**Problem**
Write out a passage of the piece on Scott Morrison's sacking below word for word. Begin at the words "Karen Middleton writes" and stop after the words "since confirmed this.".

**Source**
· · · · · · ·

Looks like PM Scott Morrison was sacked as Managing Director of Tourism Australia in 2006 because of fraud and theft

Prime Minister Scott Morrison was sacked as Managing Director of Tourism Australia in 2006 and he has always refused to say why. One thing is for certain, it had to be massive wrongdoing by Morrison. Why? Because Scott Morrison, who was State Director of the New South Wales Liberal Party from 2000 to 2004, was sacked by a Liberal Party Minister in the Liberal Party John Howard government and they don’t sack one of their own for a minor reason or even a major reason. Morrison’s sacking had to be something, at the very least, bordering on criminal and more than likely actual criminal conduct.

Since 2006 Scott Morrison has refused to answer questions about his sacking and little has been known about the reasons for it until now. Journalist Karen Middleton published an article on Saturday (8/6/19) which she spent 6 months investigating and to me it makes it clear Mossison was likely sacked for deliberate lies and deception in relation to the awarding of government contracts worth $184 million.

Karen Middleton writes in The Saturday Paper:

Thirteen years after Scott Morrison was mysteriously sacked from a senior public sector job as managing director of Tourism Australia, a six-month investigation by The Saturday Paper has created the clearest picture yet of the events surrounding his dismissal.

Documents obtained by The Saturday Paper under freedom of information laws show Morrison received a pay rise less than a month before he was sacked, taking his annual base salary from $318,031 to $332,030, with discretion for his employer to add up to 2.5 percent on top.

Around the time of Morrison’s dismissal, it was suggested he was paid out after having his contract terminated more than a year early. Sources have since confirmed this.

It was long speculated that the sacking was the result of a personality clash between Morrison and Bailey or differences over her plans to restructure the agency.

But late last year, The Saturday Paper uncovered an auditor-general’s report from 2008 examining the handling of three major contracts, which had delivered a scathing assessment of Tourism Australia’s management.

The report provided the first indication as to the real reason Morrison was removed.

The contracts were worth $184 million, and the auditor focused most on the two biggest – those with companies M&C Saatchi for global creative services or advertising campaigns, and Carat for media placement.

· · · · · · ·

**Supplied information**
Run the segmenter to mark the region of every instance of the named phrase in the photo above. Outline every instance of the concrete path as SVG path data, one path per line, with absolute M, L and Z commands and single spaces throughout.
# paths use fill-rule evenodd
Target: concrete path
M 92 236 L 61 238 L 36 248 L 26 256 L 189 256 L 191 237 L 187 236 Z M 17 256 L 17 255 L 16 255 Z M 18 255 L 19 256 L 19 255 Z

· · · · · · ·

**Worked solution**
Karen Middleton writes in The Saturday Paper:

Thirteen years after Scott Morrison was mysteriously sacked from a senior public sector job as managing director of Tourism Australia, a six-month investigation by The Saturday Paper has created the clearest picture yet of the events surrounding his dismissal.

Documents obtained by The Saturday Paper under freedom of information laws show Morrison received a pay rise less than a month before he was sacked, taking his annual base salary from $318,031 to $332,030, with discretion for his employer to add up to 2.5 percent on top.

Around the time of Morrison’s dismissal, it was suggested he was paid out after having his contract terminated more than a year early. Sources have since confirmed this.